:: Work instructions ::
Gather each line of the entries below that contains the word "roof". Case counts.

:: Material for the task ::
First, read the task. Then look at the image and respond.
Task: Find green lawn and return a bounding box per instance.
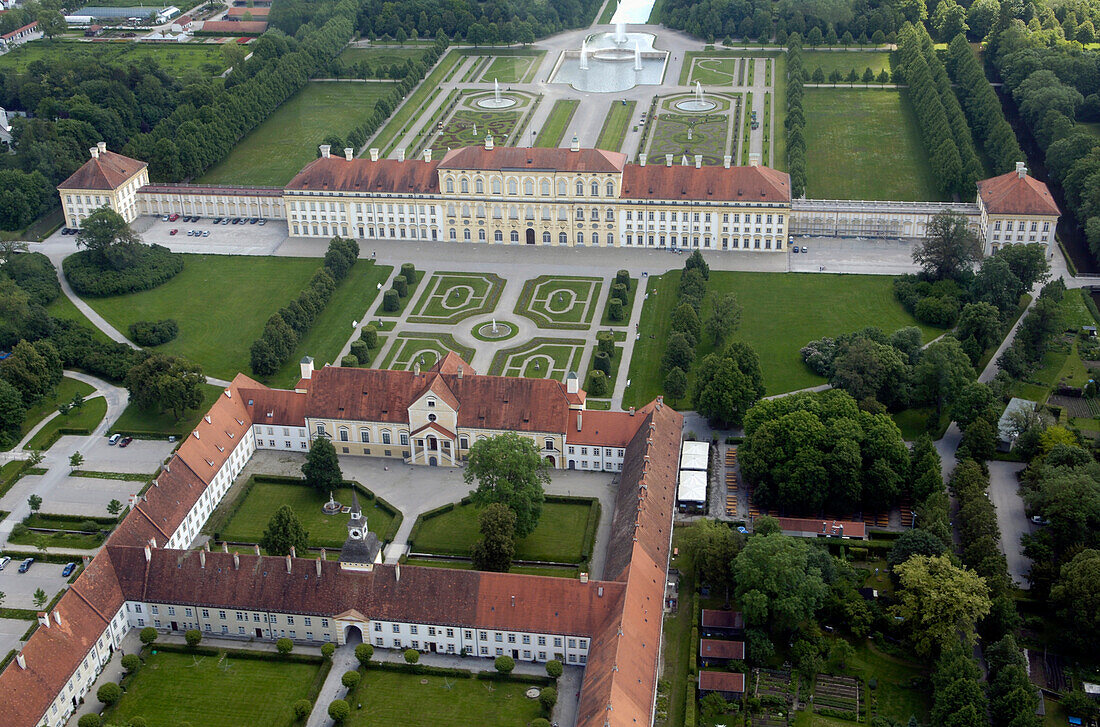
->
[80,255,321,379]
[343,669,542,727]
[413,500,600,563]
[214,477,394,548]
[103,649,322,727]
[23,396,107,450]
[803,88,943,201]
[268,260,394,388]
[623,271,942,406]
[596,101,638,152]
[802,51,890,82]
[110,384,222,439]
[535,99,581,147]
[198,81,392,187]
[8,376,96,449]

==

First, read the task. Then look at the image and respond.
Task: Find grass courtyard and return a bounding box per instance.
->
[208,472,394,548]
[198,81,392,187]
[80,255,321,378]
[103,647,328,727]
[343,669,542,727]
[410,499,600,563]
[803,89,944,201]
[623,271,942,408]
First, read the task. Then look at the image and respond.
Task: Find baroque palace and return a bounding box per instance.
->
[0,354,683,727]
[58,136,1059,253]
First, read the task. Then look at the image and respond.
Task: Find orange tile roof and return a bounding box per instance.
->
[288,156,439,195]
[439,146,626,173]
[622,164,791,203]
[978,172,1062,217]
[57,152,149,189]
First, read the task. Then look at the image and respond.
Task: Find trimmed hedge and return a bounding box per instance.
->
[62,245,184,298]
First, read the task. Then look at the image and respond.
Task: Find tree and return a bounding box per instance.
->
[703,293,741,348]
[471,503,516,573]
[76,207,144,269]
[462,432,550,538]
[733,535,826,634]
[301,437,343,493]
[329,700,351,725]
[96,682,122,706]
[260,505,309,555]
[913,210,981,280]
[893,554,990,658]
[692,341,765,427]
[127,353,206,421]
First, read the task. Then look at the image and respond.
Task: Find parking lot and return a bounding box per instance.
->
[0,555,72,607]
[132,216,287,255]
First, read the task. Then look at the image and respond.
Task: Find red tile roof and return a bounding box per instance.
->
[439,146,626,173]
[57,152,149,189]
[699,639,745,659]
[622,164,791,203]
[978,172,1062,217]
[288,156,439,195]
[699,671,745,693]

:: Task answer ::
Task: Find orange tile roof and return a bounding box per instance.
Task: Find red tile roof and return a bounding box per instance.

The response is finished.